## ИСХОДНЫЙ ТЕКСТ
Разыскания в области русской литературы XX века. От fin de siècle до Вознесенского. Том 2. За пределами символизма — страница 120 из 126


Купец галантный –

куль голландский.


Так вот, я четко произнес „х… голландский“. Зал онемел. Любой профессионал продолжал бы как ни в чем не бывало. Но я растерялся от эффекта. И поправился: „Извините, то есть куль…“ Рев, стон восхищенного зала не давал мне читать минут пять. Потом я продолжал чтение и триумфально сел на место. Лики моих коллег были невозмутимы, как будто ничего не произошло» (СС8. Т. 5. С. 270).

## ПРИВЕДЁННЫЙ ЛИСТИНГ
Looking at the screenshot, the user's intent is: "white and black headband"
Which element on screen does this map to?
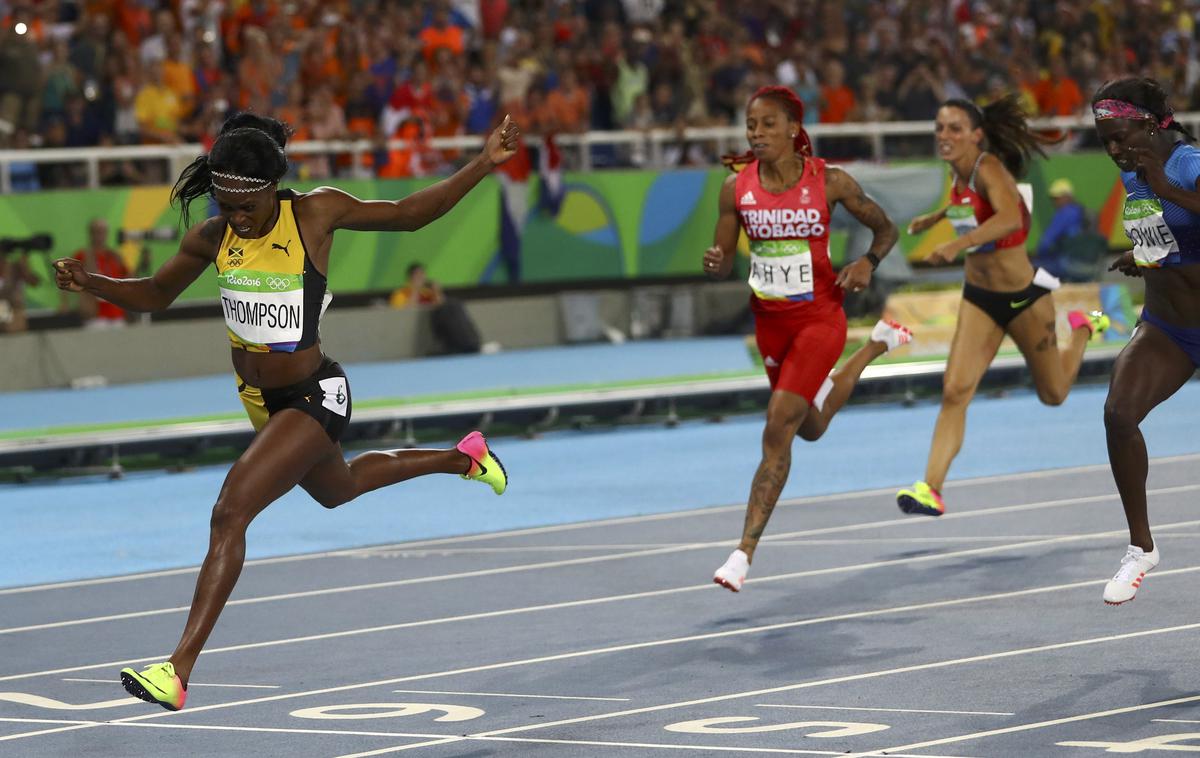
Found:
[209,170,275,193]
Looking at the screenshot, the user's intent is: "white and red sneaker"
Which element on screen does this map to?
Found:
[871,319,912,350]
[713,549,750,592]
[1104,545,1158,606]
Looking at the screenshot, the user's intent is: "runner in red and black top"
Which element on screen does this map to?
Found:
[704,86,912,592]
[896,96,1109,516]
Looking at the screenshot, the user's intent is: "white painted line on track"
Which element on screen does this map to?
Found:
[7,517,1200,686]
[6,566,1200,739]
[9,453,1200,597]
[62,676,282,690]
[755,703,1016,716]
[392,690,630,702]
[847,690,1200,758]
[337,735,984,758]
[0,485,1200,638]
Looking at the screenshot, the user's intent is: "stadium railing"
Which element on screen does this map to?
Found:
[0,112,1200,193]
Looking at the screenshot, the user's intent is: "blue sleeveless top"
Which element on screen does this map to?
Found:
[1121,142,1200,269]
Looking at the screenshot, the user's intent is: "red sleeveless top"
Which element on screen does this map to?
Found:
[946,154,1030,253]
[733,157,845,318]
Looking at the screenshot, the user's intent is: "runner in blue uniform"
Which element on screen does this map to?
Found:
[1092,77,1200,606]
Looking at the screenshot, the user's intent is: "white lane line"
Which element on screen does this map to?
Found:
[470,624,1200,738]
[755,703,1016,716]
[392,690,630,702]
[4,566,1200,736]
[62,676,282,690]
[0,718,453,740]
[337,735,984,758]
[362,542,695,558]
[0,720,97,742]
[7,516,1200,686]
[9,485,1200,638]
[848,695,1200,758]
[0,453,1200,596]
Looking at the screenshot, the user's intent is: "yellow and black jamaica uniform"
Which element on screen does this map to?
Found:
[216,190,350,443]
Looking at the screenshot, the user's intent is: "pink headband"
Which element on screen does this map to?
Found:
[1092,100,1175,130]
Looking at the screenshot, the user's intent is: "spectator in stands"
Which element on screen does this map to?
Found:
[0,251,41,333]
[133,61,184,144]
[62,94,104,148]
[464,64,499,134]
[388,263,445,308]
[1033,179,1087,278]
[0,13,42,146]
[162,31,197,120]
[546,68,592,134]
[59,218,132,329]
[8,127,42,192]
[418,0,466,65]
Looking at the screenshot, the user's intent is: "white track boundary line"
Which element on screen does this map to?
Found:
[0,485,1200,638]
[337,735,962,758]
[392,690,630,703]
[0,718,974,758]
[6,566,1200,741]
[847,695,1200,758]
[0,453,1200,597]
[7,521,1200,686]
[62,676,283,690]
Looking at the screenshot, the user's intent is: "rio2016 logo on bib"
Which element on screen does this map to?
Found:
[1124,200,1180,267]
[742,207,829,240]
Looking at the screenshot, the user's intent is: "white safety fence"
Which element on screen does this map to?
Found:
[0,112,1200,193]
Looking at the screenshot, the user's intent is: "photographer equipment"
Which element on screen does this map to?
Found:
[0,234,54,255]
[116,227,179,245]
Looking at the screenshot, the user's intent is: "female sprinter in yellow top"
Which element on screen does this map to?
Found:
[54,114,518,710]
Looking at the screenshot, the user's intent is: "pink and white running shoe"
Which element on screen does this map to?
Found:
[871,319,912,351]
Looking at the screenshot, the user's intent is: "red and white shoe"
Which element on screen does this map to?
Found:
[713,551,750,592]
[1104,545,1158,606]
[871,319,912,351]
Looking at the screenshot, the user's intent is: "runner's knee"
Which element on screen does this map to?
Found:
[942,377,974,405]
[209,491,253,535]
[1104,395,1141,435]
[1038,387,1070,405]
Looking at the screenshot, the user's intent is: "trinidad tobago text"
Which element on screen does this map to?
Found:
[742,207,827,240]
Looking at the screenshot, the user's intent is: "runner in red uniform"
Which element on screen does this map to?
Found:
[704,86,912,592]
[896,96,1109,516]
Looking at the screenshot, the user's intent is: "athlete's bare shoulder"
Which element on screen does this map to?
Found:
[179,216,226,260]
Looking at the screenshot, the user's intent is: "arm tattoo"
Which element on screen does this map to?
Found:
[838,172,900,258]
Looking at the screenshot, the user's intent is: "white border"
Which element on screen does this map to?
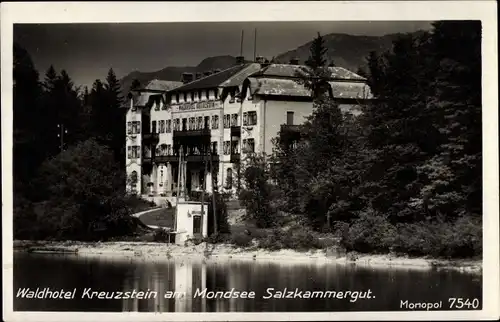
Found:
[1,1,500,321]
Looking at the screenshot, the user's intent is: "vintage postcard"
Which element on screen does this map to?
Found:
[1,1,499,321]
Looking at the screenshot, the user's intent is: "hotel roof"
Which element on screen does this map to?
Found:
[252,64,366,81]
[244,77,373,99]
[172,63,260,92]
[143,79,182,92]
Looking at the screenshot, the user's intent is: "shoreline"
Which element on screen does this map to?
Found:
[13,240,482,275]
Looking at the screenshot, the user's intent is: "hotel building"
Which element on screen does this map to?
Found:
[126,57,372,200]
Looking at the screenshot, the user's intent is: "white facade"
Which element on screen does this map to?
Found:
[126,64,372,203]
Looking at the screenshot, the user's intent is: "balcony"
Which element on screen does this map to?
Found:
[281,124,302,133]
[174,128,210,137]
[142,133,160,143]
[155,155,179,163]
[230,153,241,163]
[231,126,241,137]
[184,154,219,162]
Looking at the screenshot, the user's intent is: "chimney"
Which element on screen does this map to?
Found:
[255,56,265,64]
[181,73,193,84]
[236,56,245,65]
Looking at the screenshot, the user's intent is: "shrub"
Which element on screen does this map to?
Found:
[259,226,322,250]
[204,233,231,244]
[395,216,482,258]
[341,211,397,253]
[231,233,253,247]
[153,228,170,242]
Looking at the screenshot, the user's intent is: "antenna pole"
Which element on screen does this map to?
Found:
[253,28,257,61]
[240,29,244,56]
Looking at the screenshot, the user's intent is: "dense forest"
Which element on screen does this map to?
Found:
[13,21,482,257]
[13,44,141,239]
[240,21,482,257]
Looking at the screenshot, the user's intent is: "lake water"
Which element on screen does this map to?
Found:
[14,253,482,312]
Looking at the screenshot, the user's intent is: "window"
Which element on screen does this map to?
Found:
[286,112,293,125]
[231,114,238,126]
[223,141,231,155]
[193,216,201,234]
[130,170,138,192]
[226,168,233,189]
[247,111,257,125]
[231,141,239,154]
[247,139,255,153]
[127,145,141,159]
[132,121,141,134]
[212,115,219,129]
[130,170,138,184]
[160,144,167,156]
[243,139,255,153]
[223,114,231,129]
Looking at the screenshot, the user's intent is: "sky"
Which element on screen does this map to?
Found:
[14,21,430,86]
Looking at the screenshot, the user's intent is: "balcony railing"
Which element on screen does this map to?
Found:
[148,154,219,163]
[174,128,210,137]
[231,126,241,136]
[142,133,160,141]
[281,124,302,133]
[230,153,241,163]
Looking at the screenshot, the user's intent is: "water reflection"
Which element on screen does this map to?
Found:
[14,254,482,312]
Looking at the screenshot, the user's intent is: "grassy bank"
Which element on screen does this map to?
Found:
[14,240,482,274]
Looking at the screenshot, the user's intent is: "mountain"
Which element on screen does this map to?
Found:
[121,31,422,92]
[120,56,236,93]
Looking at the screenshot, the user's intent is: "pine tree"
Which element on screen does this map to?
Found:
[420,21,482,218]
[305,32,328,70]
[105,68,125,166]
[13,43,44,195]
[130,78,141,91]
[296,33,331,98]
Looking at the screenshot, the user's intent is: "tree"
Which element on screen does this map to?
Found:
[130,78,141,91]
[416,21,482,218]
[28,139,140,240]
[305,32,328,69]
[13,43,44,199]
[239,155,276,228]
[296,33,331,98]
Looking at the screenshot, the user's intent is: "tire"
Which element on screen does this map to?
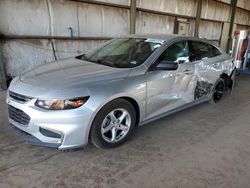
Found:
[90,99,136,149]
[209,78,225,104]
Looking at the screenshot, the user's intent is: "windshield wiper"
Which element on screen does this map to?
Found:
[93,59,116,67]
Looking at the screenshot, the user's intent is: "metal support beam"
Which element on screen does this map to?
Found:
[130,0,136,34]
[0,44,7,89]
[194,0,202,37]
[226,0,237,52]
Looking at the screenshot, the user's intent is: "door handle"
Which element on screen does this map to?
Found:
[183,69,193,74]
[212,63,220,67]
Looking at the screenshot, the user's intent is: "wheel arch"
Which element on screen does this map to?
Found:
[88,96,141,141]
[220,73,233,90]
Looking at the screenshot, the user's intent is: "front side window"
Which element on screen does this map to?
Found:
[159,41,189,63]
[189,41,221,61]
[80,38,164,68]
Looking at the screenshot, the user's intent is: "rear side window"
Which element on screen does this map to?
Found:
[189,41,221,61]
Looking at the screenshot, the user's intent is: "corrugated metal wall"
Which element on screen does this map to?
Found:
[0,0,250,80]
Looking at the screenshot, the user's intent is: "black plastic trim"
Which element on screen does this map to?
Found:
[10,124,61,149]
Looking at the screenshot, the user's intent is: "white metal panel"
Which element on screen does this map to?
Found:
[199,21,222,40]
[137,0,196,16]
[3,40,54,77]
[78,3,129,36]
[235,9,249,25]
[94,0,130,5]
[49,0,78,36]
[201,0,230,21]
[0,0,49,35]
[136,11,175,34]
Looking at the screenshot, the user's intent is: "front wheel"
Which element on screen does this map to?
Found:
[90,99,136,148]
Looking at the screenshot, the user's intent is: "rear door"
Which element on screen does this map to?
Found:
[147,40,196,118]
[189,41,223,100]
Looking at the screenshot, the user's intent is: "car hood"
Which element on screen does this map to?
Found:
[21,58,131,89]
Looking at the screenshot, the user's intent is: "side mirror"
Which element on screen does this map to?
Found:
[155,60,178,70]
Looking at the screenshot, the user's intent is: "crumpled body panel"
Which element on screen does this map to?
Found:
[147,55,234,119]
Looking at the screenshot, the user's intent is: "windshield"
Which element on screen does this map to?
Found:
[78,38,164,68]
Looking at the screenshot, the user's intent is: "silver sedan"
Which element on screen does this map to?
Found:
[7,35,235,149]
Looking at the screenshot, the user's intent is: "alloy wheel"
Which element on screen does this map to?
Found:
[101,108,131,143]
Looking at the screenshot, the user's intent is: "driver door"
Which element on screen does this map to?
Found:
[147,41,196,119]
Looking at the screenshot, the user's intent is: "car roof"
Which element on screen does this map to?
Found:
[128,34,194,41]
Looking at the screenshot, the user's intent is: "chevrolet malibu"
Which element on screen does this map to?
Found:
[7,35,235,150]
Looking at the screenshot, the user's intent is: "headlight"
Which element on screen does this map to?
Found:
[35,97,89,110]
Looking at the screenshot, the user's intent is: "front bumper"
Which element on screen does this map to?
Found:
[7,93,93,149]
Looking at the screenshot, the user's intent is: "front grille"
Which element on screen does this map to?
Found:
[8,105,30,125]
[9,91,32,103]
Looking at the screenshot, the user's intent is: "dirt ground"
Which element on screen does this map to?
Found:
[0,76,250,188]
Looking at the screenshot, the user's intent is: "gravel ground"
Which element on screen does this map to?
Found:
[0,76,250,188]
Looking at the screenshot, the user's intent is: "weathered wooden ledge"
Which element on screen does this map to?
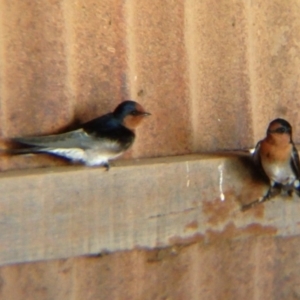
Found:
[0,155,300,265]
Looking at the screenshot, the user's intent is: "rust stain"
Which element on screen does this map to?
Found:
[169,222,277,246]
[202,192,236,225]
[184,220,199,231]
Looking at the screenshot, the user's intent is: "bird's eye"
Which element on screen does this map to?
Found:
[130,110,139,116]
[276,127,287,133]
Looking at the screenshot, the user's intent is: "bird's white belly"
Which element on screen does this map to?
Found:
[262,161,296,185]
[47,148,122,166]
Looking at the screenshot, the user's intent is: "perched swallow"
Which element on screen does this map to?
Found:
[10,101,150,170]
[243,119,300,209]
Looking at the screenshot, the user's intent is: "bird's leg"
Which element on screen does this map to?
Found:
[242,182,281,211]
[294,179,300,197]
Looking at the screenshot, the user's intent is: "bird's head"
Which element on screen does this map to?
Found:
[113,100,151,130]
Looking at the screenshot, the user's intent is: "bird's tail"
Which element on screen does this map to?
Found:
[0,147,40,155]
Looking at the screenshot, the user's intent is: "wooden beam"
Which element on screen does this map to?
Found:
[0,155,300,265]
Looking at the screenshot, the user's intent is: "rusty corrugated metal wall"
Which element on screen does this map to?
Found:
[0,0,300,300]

## ЗАДАНИЯ
A - Воспроизведите дословно ту часть отрывка, которая открывается словами, содержащими «Разыскания в области», и завершается словами «5. С. 270).».
B - Определите, соответствуют ли отрывку утверждения (i) После произнесённой строки зал онемел; (ii) Коллеги рассказчика открыто выразили изумление; (iii) Зал не давал продолжить чтение около пяти минут. На каждое ответьте «да» или «нет» и приведите решающие слова отрывка в точной цитате.
Листинг для работы с отрывком не понадобится.

## ОЖИДАЕМЫЕ ОТВЕТЫ
A -
Разыскания в области русской литературы XX века. От fin de siècle до Вознесенского. Том 2. За пределами символизма — страница 120 из 126


Купец галантный –

куль голландский.


Так вот, я четко произнес „х… голландский“. Зал онемел. Любой профессионал продолжал бы как ни в чем не бывало. Но я растерялся от эффекта. И поправился: „Извините, то есть куль…“ Рев, стон восхищенного зала не давал мне читать минут пять. Потом я продолжал чтение и триумфально сел на место. Лики моих коллег были невозмутимы, как будто ничего не произошло» (СС8. Т. 5. С. 270).

B -
(i) Да: «Зал онемел.»
(ii) Нет: «Лики моих коллег были невозмутимы, как будто ничего не произошло»
(iii) Да: «Рев, стон восхищенного зала не давал мне читать минут пять.»